Let the hilarity ensue.. As the firstborn ever to the family of the generation, I thought I had to make the effort of at least trying to reach out to him. Figured out he ran away to get married with some young sleeze he met at a bar (His best friend is a agent for a label and I had auditioned for that label, only to know my father made a f***ing bigass scene so that i would not get picked. The same best friend told me because he and I also have a mentor -student relationship). Now sh** hit the fan, and everything started spiraling down.

During my second year, my parents had fully divorced and my mom, who was probably the most spoiled person I have ever met in my life, had NEVER worked a job before. Keep in mind I also had a baby brother who was about grade 11 at this point. Now guess what I had to do? Worked my donkey day and night while attending full time classes to support myself, and my mother and brother that were in another country. During my finals, my father f***ing pops up in front of my house to tell me he got cheesed. Holy shieeeet. A student who had a GPA of 3.9 first semester ended up failing ocer half of his exams. luxkily I was able to appeal to my profs and moved into third year.

This was my breaking point. I couldnt pay 50k in tuition every year so I dropped out. Started working like a mule (18 hrs a day) and ended up cribbing with other coworkers. The daily weed began. Our washroom was huge so we actually placed a sofa there and hotboxed with hot steam. To be honest, those were glorious days. I met my curent girlfriend during this time and we have been together for almost 6 years now. Weed actually helped me find more stability during this period.

Right now, I know I am reliant on weed. I know that if I smoke weed before meeting an unpleasant person, I won't be a dick, Ill actually be too lazy to be a dick. I know that I can talk to my mom for longer than 5 minutes when I am high, because when Im not, half the stuff she says to me is ridiculous and we argue a lot. There was a point where even my girlfriend wanted me to smoke eveytime she felt an argument coming. I am somewhat picky with people around my age. For example, my girlfriend's best male friend is a dumbass and I hate meeting this guy. He is 27 years old, still gets allowance from his parents, doesnt have a job, cheats on his girlfriends, gambles, swears at his parents for not giving him enough money, and thinks he is the boss of everyone. Literally. First minute I met this guy, he told me to go grab him a cup of water and some food....Wtf mate? Reason him and my girl are best friends is that they have known each other since they were babies and he gives her wads of money at random intervals (Asian parents know each other, he's older than my girl so sometimes when the guy's parents give her allowance, they kinda go through him to get to her). I CANNOT meet this guy with a straight mind and the weed helps me from punching the crap out of him every time I meet him.

**DATA SEGMENT**
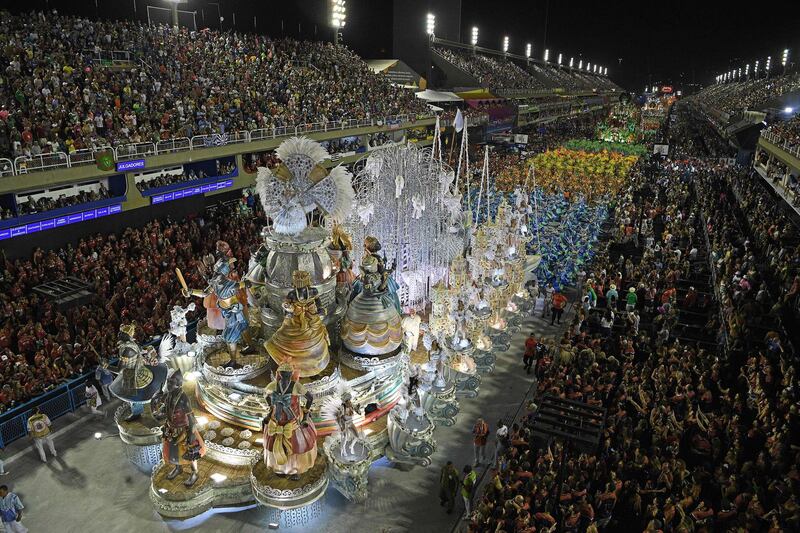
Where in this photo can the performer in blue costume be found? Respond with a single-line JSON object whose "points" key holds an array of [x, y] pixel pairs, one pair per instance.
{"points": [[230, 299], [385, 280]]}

**JOBS**
(1) In the personal account above, how much did the writer say the yearly tuition was?
(2) Translate this sentence from the personal account into Spanish: "Weed actually helped me find more stability during this period."
(3) Reproduce the personal account word for word, starting with "Let the hilarity" and going on through "started spiraling down.".

**ANSWERS PROVIDED**
(1) 50k a year.

(2) La marihuana de hecho me ayudó a encontrar más estabilidad durante este período.

(3)
Let the hilarity ensue.. As the firstborn ever to the family of the generation, I thought I had to make the effort of at least trying to reach out to him. Figured out he ran away to get married with some young sleeze he met at a bar (His best friend is a agent for a label and I had auditioned for that label, only to know my father made a f***ing bigass scene so that i would not get picked. The same best friend told me because he and I also have a mentor -student relationship). Now sh** hit the fan, and everything started spiraling down.